**PROVIDED ENTRIES:**
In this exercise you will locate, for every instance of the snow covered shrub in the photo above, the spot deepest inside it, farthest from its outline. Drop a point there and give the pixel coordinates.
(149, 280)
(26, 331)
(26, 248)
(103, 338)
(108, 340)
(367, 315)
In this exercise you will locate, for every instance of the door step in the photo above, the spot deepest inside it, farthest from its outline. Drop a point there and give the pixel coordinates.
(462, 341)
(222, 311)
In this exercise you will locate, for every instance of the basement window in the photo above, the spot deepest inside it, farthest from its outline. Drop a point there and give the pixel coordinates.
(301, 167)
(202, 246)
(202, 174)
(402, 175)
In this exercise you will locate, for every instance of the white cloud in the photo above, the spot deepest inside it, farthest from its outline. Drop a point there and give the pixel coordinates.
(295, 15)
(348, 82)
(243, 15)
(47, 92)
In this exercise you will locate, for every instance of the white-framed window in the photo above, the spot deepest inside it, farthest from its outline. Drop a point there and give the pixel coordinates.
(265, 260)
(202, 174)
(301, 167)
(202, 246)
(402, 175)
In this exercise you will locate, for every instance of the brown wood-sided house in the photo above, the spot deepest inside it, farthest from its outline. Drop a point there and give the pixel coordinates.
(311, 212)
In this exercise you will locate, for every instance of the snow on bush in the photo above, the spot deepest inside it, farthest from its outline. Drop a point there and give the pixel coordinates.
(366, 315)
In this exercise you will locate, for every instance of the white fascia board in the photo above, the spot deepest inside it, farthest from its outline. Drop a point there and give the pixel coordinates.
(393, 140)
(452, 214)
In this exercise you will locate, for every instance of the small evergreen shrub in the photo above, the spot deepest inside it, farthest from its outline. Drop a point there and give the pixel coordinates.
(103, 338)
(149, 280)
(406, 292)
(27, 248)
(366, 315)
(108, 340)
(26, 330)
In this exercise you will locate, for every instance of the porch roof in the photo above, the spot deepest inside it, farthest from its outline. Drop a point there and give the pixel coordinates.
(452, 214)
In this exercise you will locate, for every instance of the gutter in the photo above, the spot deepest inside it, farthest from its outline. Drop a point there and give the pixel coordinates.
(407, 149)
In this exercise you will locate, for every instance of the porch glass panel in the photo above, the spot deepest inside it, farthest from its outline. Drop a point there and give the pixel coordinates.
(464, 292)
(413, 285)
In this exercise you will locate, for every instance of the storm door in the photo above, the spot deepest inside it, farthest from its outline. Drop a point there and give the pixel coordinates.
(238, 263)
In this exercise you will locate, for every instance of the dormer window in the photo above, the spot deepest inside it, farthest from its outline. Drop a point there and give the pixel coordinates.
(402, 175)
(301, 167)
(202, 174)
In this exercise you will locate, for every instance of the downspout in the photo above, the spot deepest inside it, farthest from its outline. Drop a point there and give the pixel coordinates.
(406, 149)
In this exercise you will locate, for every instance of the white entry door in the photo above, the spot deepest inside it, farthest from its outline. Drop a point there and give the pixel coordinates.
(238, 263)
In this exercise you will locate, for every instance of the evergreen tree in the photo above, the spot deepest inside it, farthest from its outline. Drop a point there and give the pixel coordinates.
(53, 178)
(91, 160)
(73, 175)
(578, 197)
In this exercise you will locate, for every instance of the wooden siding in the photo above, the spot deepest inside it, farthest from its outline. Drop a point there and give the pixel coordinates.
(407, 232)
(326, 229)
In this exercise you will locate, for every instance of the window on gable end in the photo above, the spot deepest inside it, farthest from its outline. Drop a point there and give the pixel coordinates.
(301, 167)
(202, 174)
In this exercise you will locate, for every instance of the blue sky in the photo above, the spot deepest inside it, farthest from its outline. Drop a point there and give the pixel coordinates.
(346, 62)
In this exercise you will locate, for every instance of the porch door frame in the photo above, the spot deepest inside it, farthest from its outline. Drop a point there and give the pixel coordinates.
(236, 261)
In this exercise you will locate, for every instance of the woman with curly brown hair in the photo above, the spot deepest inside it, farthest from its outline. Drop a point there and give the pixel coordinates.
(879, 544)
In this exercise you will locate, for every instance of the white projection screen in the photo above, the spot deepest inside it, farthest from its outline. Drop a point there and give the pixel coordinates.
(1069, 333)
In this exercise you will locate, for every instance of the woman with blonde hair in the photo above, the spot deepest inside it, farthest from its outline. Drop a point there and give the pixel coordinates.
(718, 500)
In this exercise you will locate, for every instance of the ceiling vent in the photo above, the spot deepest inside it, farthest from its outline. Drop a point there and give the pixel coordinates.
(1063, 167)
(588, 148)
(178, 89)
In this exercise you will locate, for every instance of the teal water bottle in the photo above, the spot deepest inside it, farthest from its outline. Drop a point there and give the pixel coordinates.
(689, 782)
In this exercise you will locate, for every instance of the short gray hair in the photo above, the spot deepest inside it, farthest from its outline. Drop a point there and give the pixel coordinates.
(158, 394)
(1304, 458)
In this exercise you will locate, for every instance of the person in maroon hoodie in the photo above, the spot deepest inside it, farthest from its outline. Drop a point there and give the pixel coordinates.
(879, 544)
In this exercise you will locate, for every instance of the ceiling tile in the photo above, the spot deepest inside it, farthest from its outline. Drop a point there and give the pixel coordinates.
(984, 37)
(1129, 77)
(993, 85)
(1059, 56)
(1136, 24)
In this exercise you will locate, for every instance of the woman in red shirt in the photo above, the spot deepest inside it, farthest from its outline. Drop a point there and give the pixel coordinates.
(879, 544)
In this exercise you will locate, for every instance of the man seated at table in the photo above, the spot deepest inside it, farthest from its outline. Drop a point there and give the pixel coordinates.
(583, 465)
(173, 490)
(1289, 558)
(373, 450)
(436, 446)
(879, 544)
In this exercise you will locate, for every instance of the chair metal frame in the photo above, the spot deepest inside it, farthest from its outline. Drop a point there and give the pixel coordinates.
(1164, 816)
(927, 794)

**REQUIREMENTS:** Please retype every row above word for word, changing nothing in any line.

**RESULT OF THE TASK:**
In this exercise you will locate, for every instance of the snow covered shrub in the photo above, the spot deepest inside it, farthest from its outline. Drop a point there and give the pixel coordinates.
(149, 280)
(26, 331)
(26, 248)
(103, 338)
(108, 340)
(367, 315)
In this exercise you will locate, for every instance of the door step in the photo above, the spot deepest inside it, farthest from its outline. Drop a point there and give the pixel coordinates.
(462, 341)
(222, 311)
In this exercise you will locate, for every instance of the basement window in the photo above, the spot deepest inside it, farthest from its outline. Drop a point there and give the pixel coordinates.
(301, 167)
(202, 246)
(202, 174)
(402, 175)
In this exercise you will locate, for every instance of the white cloud in the photo above, the spot deepest inside it, farthest from its outline. Drop a point there and give the pixel coordinates.
(295, 15)
(348, 82)
(243, 15)
(47, 92)
In this exercise you will locate, for every instance of the white-framed window in the photo above, the spot deepest inside it, farthest from its outline. Drop a point there and give the pixel coordinates.
(265, 260)
(202, 174)
(301, 167)
(202, 246)
(402, 175)
In this exercise you will locate, for every instance of the brown wood-sided house in the photo above, the spot deepest inside it, farthest from its outline. Drop a point there and give the pixel coordinates.
(311, 212)
In this exercise you will locate, for every instance of the snow on bush in the photo above, the spot deepest inside it, farthest from its outline. Drop a point there and give the pixel coordinates.
(366, 315)
In this exercise you will locate, for every instance of the white fascia board in the photo above, the spot deepest inside it, farthest from its outline. Drop a point there and give the pixel coordinates.
(393, 140)
(452, 214)
In this exercise you will locate, for every instance of the small evergreen shrub in the photo above, the spot deepest inside it, farthest from its outline. Drop a point there and give the pixel coordinates.
(103, 338)
(149, 280)
(406, 292)
(27, 248)
(366, 315)
(108, 340)
(26, 330)
In this exercise you will locate, for every instance of the porch roof in the photo above, the spot deepest inside it, farthest from its outline. Drop a point there and give the pixel coordinates.
(452, 214)
In this exercise you will locate, for every instance of the gutter in the photo above, the spot deepest inside it, farthest from its outline. Drop a point there and give the pixel coordinates.
(407, 149)
In this exercise you will locate, for every instance of the porch glass panel in the photo above, the spot deepest inside it, farthest from its outline. Drop a point there and give the pixel coordinates.
(464, 292)
(413, 285)
In this exercise you will locate, for every instance of the storm door in the photo above, the spot deepest inside it, farthest from its outline. Drop a point there and give the pixel coordinates.
(238, 263)
In this exercise you will locate, for every instance of the dormer window in the photo above, the spot deepest inside it, farthest from its outline. Drop a point there and give the pixel coordinates.
(402, 175)
(301, 167)
(202, 174)
In this exercise you will locate, for every instance of the downspout in the photo above, the spot deepest inside it, farthest from its outline. Drop a point there and give the pixel coordinates.
(406, 149)
In this exercise you will locate, for every instance of the white entry door in the photo above, the spot deepest inside it, farthest from its outline. Drop a point there and give the pixel coordinates.
(238, 263)
In this exercise you will locate, for every instance of the evergreen tree in the photo above, the spot deepest inside it, farthest from its outline. Drop a point there and give the pixel coordinates.
(53, 178)
(91, 160)
(73, 175)
(578, 197)
In this exercise you will locate, for every instance of the wooden siding in the photo above, the spot deepest inside it, farthest from its outline. Drop a point there and give the pixel coordinates.
(407, 232)
(326, 229)
In this exercise you will locate, for every instance of the window on gable end in the photo above, the spot deepest inside it, farthest from its outline. Drop a point there and give the pixel coordinates.
(301, 167)
(202, 174)
In this exercise you will locate, for every instance of the blue sky in the photo above, the spot deepest inside it, farthest from its outline. Drop a point there and give the pixel coordinates.
(346, 62)
In this exercise you will locate, for every instance of the porch door frame in the photo above, the spot deepest inside it, farthest from its outline. Drop a point there and give the pixel coordinates.
(236, 261)
In this exercise you will locate, for every instance of the woman with curly brown hair in the photo above, the spot deepest inside it, farthest from its outline. Drop a point there and give the pixel coordinates.
(879, 544)
In this exercise you will locate, for every instance of the white projection screen in the photo above, the spot deepest inside it, farthest from its outline. Drop a point there and give the pixel coordinates.
(1069, 333)
In this exercise you will locate, for every instance of the woman with blonde hair in the photo above, the spot deepest inside it, farthest from its outline. Drop a point there and give the pixel coordinates.
(718, 500)
In this exercise you will locate, for every instance of the ceiling vent in the photo above, the spot deepest inside it, farthest from its outline. Drop a point there and give the pixel coordinates.
(1063, 167)
(588, 148)
(178, 89)
In this exercise you will locate, for every instance of the teal water bottle in the photo above, the spot deepest inside it, farthest from its outline. Drop a point there and give the pixel coordinates.
(689, 782)
In this exercise you will locate, for every instance of the short gray hair in the photo above, the spot deepest inside it, farthest from its outline. Drop a point there and give the pixel coordinates.
(158, 394)
(1304, 458)
In this exercise you will locate, for every instance of the person in maroon hoodie in the photo above, the spot deepest inside it, farthest from its outline. Drop a point there and give the pixel coordinates.
(879, 544)
In this exercise you will locate, for every instance of the ceiling tile in the photo above, the spot deepest inside it, farthest from its outline. Drop a point there and give the pixel coordinates.
(984, 37)
(1129, 77)
(993, 85)
(1059, 56)
(1136, 24)
In this exercise you will locate, for every instance of the woman in red shirt in the photo above, the spot deepest inside it, farthest from its outline. Drop a point there and give the pixel coordinates.
(879, 544)
In this exercise you will locate, for every instance of the man seated at table in the photo above, the spot deepest inside it, farthest from its outline. Drop a point there and give the pixel coordinates.
(583, 465)
(173, 490)
(1289, 558)
(373, 450)
(436, 446)
(879, 544)
In this exercise you will locate, for every instance of the chair metal frame in the photo above, the spot deepest inside it, farthest from its outline. Drop a point there and give the pixel coordinates.
(1164, 816)
(927, 794)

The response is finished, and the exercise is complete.